The Evolution of Scientism

There’s a curious thing which happens to those who believe that the only real knowledge comes from science: they start to believe that nearly everything—except what they want to reject—is science. Ultimately this should not be shocking, since people who live with a philosophy will invariably change it—gradually—until it is livable.

The people who become Scientismists generally start out extremely impressed with the clear and convincing nature of the proofs offered in the physical sciences. It would be more accurate to say, with the few best proofs in the physical sciences which are offered to them in school—but the distinction isn’t of great import. In practice, most of the impressive results tend to be in the field of Chemistry. It doesn’t hurt that Chemistry is a bit akin to magic, with the astonishing substances it allows people to make, but what it’s really best at is interesting, counter-intuitive predictions. Physics, at least as presented in school, generally allows you to predict simple things like where a thrown object will land or how far a hockey puck will skid on the ice. These aren’t very practical, and the results tend to be intuitive. Chemistry, by contrast, involves the mixing of strange chemicals with the results ranging from anything to nearly nothing to things which glow to explosions to enormously strong plastics.

And Chemistry does this with astonishing accuracy. If you start with clean reagents and mix them in the appropriate steps, you actually do end up with close to the right amount of what you’re supposed to end up with. If you try to run a physics experiment, you’ll probably be nowhere close to correct simply because the experiments are so darn finicky. I still remember when my high school honors physics class broke into groups to run an experiment to calculate acceleration due to gravity at the earth’s surface. The results were scattered between 2.3m/s and 7.3m/s (the correct answer is 9.8m/s).

The problem for our budding Scientismist  is that virtually nothing outside of chemistry and (some of) physics is nearly as susceptible to repeatable experiment on demand. Even biology tends to be far less accommodating (though molecular biology is much closer to chemistry in this regard than the rest of biology is). Once you get beyond biology, things get much worse for the Scientismist; by the time you’re at things like morality, economics, crime & punishment, public decency, parenting and so forth, there aren’t any repeatable controlled experiments which you can (ethically) perform. And even if you were willing to perform unethical controlled experiments, the system involved is so complex that the very act of controlling the experiment (say, by raising a child inside of a box) affects the experiment. So what is the Scientismist to do?

What he should do, of course, is realize that Scientism is folly and give it up. The second best thing to do is to realize that (according to his theory) human beings live in near-complete ignorance and so he has nothing to say on any subject other than the hard sciences. What he actually does is to then declare all sorts of obviously non-scientific things to be science, and then accepts them as knowledge. Which is to say, he makes Scientism livable. It’s neither rational nor honest, but it is inevitable. In this great clash of reality with his ideas, something has to give—and the least painful thing to give up is a rigorous criteria for what is and is not science.

--------

__LIST OF TASKS__.
1. Name every field that the essay on scientism lists as lying beyond biology and not open to repeatable controlled experiments that can be performed ethically.
2. Rewrite the paragraph of the essay on scientism beginning "The problem for our budding Scientismist" as a shorter paragraph that keeps its main facts.
3. Switch "Scientism" to "scientific absolutism" in the passage of the essay on scientism starting at "What he should" and ending at "is not science.", and give that passage again.

__DATA EXTRACT__.
--------

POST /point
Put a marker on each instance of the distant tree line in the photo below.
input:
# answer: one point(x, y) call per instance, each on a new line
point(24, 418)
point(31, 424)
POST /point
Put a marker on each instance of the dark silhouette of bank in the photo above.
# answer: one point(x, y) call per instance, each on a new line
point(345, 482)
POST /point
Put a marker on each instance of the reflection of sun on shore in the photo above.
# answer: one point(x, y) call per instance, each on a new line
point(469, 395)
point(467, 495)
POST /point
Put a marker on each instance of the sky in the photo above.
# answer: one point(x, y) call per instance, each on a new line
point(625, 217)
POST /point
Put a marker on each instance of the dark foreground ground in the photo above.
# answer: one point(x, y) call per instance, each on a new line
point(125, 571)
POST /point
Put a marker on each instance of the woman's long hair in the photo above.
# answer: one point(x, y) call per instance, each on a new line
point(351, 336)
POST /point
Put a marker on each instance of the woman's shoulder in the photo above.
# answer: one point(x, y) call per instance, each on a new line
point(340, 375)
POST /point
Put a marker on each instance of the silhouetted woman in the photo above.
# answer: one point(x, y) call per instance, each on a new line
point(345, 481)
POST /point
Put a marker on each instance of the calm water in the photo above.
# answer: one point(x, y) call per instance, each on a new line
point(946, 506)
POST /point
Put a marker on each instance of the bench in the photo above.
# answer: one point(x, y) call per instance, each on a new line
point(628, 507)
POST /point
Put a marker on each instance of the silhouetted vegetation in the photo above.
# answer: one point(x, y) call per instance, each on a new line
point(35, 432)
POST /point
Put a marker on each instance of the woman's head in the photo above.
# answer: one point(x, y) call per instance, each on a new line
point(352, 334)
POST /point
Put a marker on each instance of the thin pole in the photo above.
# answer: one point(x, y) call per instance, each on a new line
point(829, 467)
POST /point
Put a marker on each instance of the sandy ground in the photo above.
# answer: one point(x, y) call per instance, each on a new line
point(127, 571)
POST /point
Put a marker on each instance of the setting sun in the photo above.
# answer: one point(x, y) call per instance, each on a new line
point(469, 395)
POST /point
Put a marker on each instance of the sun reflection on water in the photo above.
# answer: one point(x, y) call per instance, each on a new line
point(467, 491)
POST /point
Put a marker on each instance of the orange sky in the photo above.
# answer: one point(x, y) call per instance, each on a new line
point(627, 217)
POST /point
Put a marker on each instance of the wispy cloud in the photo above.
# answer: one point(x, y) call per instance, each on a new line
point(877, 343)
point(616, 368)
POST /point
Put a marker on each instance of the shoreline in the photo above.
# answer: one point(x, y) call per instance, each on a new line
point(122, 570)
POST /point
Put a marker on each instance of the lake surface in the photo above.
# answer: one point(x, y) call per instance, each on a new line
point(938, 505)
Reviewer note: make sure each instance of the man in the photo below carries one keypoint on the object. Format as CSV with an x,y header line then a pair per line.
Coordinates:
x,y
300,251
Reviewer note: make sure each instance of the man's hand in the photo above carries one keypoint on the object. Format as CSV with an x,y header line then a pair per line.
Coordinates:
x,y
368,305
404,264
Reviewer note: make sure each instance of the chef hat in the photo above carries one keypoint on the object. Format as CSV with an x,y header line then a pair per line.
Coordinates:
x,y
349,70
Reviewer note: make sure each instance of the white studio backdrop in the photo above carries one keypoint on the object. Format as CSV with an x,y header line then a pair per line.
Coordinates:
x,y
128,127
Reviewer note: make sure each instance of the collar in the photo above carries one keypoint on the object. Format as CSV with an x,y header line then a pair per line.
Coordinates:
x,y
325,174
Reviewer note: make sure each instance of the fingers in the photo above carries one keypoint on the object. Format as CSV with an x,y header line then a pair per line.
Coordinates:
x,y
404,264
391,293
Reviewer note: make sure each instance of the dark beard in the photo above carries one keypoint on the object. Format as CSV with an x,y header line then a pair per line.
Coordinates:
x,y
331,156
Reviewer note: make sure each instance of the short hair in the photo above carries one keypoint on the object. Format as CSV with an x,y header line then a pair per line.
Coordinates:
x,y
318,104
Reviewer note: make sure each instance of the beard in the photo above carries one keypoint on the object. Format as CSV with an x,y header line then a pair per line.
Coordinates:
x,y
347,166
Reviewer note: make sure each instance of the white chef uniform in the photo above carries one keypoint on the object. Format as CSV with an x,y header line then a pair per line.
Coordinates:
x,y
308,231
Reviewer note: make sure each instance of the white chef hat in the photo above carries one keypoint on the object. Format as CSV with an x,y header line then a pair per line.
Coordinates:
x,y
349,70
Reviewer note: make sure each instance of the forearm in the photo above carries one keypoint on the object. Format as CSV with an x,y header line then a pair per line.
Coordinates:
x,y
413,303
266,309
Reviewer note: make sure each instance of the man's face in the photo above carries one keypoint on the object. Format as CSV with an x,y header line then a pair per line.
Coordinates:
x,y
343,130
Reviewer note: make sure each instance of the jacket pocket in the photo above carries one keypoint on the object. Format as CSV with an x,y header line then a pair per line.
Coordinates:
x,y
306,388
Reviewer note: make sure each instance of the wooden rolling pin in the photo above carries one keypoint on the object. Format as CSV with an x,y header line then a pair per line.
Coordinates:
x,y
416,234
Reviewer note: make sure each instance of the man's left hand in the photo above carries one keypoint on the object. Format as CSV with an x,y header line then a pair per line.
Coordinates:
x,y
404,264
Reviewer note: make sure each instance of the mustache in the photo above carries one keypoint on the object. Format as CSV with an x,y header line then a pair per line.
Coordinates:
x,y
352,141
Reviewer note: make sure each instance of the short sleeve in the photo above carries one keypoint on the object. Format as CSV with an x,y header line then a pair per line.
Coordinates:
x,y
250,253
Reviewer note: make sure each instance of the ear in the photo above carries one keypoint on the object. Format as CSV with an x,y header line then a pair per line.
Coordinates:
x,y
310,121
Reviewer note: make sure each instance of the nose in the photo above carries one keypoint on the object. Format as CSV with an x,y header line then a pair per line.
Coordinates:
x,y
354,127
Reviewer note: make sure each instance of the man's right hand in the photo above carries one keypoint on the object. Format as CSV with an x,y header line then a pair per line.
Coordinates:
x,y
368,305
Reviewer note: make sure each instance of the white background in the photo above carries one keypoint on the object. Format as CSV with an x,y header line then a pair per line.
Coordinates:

--------

__WRITTEN ANSWERS__.
1.
- morality
- economics
- crime & punishment
- public decency
- parenting

2. Outside chemistry and parts of physics, almost nothing allows repeatable experiments on demand. Biology is far less accommodating, though molecular biology comes closer to chemistry. In areas such as morality, economics, crime & punishment, public decency and parenting, no repeatable controlled experiments can be performed ethically. Even unethical ones would fail, because these systems are so complex that controlling the experiment, for example by raising a child inside a box, affects the result. This leaves the Scientismist with the question of what to do.

3.
What he should do, of course, is realize that scientific absolutism is folly and give it up. The second best thing to do is to realize that (according to his theory) human beings live in near-complete ignorance and so he has nothing to say on any subject other than the hard sciences. What he actually does is to then declare all sorts of obviously non-scientific things to be science, and then accepts them as knowledge. Which is to say, he makes scientific absolutism livable. It’s neither rational nor honest, but it is inevitable. In this great clash of reality with his ideas, something has to give—and the least painful thing to give up is a rigorous criteria for what is and is not science.